Task to complete ::
Reproduce in full, word for word, the news article on the Algerian military plane crash that follows.

Text for analysis Start Marker

Photo: rferl.org
Reading Time: 2 minutesAn Algerian military transport plane crashed Wednesday shortly after taking off from an air base south of the capital, Algiers, killing at least 257 people, according to the Algerian Defense Ministry.
The victims included 247 passengers — most of them soldiers and their families — and 10 crew members, the statement said. There was no mention of any survivors. The army’s chief of staff, Maj. Gen. Ahmed Gaid Salah, went to inspect the site and ordered an investigation, the Ministry of National Defense said in a statement.
The Polisario Front, an Algerian-backed movement that seeks independence from Morocco for the Western Sahara region, said 30 of its people were among those killed. They were refugees, including women and children, who had received treatment in Algerian hospitals, the group told the Associated Press.
Victims’ remains were being transported to a military hospital in the town of Ain Naadja for identification.

Text for analysis End Marker
Information Start Marker

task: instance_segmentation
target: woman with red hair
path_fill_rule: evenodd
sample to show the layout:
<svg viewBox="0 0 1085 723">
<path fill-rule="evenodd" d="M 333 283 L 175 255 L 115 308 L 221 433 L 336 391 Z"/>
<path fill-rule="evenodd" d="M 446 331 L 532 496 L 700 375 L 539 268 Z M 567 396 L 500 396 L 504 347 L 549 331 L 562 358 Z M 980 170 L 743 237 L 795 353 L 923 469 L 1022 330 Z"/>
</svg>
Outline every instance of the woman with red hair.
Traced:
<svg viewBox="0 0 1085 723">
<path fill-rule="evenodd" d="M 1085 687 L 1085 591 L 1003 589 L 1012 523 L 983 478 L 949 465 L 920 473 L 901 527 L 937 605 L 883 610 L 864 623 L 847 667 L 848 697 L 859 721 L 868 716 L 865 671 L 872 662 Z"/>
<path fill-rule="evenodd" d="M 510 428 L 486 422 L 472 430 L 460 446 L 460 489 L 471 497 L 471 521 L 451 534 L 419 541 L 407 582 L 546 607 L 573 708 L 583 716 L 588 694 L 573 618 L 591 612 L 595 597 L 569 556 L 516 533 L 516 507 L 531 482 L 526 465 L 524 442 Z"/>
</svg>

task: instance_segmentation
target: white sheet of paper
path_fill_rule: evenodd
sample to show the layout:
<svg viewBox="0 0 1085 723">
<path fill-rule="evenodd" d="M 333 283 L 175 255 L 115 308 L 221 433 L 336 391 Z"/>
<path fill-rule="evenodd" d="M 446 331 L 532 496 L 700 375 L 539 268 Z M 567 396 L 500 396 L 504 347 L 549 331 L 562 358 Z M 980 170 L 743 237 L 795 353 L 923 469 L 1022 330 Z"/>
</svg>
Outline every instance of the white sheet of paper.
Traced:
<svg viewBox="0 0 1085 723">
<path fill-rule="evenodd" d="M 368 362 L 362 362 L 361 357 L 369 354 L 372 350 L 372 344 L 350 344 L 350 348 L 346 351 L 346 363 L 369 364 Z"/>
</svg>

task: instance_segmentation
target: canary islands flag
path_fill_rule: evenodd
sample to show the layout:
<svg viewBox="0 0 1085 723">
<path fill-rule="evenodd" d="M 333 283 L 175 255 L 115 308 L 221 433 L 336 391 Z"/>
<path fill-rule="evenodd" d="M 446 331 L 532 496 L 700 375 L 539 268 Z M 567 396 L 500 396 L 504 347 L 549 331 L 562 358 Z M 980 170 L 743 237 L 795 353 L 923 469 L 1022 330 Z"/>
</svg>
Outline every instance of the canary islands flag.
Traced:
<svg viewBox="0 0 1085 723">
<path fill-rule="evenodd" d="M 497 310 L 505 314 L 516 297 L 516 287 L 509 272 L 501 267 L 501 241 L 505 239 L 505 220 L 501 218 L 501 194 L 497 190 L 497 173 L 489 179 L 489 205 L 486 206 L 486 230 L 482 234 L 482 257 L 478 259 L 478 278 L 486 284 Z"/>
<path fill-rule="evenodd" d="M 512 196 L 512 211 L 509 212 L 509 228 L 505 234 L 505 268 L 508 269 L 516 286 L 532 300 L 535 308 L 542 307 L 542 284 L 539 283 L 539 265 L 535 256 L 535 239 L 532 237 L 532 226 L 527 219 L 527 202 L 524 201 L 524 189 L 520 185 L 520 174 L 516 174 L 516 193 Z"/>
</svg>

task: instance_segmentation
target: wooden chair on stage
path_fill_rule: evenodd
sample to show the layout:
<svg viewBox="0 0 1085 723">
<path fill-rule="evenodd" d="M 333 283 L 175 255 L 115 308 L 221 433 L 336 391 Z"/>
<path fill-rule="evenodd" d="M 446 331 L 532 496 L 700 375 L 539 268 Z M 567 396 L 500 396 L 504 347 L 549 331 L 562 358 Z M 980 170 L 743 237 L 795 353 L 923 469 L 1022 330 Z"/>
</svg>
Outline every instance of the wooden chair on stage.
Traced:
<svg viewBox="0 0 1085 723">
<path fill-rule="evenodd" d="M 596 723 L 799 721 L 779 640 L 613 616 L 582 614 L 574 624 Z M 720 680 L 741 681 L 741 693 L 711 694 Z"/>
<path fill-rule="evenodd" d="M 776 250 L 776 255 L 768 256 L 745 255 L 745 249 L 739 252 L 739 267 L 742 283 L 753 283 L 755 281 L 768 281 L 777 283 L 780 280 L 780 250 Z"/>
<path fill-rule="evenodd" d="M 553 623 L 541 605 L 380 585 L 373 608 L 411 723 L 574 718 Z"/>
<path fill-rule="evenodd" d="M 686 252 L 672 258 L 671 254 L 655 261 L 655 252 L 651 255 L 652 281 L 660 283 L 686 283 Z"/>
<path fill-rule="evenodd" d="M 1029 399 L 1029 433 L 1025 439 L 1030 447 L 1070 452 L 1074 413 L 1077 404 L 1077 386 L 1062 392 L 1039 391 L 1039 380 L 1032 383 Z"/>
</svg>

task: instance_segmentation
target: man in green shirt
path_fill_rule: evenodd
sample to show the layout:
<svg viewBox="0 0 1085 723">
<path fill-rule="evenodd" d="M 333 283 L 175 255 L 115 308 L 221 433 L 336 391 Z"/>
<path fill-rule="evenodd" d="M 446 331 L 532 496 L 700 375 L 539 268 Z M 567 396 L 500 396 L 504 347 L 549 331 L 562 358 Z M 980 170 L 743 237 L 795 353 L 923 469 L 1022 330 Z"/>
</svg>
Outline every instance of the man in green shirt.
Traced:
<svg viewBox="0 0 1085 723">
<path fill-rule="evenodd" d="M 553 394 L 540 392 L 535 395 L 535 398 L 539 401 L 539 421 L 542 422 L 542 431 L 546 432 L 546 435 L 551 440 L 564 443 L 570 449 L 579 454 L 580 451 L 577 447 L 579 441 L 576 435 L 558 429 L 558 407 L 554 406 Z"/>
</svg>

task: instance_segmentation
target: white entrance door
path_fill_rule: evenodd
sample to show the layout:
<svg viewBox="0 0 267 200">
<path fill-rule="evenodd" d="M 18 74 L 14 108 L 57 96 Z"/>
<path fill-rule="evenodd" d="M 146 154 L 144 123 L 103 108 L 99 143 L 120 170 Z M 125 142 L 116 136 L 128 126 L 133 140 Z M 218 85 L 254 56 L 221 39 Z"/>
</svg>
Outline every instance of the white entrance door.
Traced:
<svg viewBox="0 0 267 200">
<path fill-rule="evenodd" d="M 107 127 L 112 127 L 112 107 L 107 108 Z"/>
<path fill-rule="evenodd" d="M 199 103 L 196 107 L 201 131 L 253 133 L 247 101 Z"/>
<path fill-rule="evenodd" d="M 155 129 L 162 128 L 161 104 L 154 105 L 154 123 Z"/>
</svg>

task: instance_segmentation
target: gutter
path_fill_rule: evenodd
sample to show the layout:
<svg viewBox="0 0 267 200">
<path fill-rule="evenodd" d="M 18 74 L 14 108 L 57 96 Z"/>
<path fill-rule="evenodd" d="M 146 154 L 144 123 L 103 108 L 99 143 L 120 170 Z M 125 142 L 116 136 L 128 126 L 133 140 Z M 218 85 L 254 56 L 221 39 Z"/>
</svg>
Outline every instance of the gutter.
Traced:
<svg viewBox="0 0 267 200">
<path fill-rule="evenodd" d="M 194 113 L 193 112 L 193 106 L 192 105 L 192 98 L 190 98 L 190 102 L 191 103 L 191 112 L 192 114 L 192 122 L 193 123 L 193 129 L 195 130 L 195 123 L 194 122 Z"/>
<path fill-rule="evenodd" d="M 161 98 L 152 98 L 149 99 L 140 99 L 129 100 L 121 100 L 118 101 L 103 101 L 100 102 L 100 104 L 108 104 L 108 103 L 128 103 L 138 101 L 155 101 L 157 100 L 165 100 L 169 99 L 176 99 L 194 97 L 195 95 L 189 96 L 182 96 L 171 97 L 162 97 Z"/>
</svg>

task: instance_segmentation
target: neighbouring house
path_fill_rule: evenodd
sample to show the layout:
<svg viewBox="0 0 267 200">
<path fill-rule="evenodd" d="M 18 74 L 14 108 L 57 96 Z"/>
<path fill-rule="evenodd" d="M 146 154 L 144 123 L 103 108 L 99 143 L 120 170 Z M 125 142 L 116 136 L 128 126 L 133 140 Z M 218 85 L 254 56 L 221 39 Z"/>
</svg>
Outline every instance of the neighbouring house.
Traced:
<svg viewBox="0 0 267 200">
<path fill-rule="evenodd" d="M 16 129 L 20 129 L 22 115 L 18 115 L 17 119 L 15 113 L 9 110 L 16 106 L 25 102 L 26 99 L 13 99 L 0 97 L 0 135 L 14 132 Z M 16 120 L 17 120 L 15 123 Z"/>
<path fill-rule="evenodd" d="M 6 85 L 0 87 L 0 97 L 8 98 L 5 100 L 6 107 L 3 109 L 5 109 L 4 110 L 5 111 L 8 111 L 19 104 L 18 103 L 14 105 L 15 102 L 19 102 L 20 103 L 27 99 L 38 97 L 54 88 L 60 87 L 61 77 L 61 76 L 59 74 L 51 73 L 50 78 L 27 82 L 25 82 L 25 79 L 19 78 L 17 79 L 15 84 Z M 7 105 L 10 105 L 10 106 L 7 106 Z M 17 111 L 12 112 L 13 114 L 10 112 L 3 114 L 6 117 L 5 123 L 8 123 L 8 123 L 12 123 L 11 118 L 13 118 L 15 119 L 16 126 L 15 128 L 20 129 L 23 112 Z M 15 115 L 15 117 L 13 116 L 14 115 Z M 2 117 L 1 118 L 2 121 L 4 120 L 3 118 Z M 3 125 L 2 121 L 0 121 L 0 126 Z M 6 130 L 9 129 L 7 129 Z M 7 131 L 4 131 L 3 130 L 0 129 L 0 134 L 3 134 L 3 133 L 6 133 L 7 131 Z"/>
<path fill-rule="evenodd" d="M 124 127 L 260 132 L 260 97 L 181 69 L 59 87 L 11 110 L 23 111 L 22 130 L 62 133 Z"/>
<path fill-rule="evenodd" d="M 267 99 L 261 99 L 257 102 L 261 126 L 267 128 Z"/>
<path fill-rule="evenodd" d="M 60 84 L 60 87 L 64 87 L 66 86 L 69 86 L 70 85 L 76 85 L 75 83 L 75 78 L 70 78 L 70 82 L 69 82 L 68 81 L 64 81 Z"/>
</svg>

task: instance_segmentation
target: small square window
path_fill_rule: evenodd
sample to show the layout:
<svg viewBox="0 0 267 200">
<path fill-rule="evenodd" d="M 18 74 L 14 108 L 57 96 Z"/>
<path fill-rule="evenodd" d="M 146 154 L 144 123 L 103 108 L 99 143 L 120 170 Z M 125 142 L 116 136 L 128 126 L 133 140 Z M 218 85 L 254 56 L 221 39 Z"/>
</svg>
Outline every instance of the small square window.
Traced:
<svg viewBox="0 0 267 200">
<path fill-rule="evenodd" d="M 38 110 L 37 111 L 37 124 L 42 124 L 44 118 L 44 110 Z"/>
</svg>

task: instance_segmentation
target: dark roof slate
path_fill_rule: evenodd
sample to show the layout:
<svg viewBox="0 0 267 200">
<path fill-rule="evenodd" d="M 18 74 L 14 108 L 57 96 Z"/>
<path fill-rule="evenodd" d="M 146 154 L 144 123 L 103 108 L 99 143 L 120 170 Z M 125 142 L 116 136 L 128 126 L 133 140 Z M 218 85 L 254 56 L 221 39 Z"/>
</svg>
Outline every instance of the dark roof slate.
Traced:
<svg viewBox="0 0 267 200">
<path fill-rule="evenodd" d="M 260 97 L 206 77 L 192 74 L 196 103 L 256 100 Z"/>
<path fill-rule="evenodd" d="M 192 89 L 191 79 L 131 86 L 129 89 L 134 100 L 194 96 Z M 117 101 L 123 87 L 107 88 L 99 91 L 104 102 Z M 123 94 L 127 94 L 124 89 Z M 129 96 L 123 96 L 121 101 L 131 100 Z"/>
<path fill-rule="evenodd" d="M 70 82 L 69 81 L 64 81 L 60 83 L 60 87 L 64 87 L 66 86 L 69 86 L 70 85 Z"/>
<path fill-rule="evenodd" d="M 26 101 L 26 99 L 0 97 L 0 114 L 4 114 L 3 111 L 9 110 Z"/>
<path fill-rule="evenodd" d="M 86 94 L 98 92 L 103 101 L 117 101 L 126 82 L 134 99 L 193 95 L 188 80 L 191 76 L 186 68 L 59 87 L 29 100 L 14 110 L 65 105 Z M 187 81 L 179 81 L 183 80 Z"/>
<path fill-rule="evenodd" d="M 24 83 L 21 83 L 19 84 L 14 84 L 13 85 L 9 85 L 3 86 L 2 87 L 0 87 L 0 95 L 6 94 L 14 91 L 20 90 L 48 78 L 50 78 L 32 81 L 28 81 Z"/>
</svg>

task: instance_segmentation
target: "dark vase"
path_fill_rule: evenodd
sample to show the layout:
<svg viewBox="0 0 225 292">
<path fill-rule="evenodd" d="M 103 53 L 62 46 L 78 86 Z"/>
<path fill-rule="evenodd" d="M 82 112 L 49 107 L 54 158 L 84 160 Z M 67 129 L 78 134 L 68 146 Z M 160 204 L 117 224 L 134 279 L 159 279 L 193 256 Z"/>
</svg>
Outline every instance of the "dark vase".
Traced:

Information End Marker

Exercise result ::
Photo: rferl.org
Reading Time: 2 minutesAn Algerian military transport plane crashed Wednesday shortly after taking off from an air base south of the capital, Algiers, killing at least 257 people, according to the Algerian Defense Ministry.
The victims included 247 passengers — most of them soldiers and their families — and 10 crew members, the statement said. There was no mention of any survivors. The army’s chief of staff, Maj. Gen. Ahmed Gaid Salah, went to inspect the site and ordered an investigation, the Ministry of National Defense said in a statement.
The Polisario Front, an Algerian-backed movement that seeks independence from Morocco for the Western Sahara region, said 30 of its people were among those killed. They were refugees, including women and children, who had received treatment in Algerian hospitals, the group told the Associated Press.
Victims’ remains were being transported to a military hospital in the town of Ain Naadja for identification.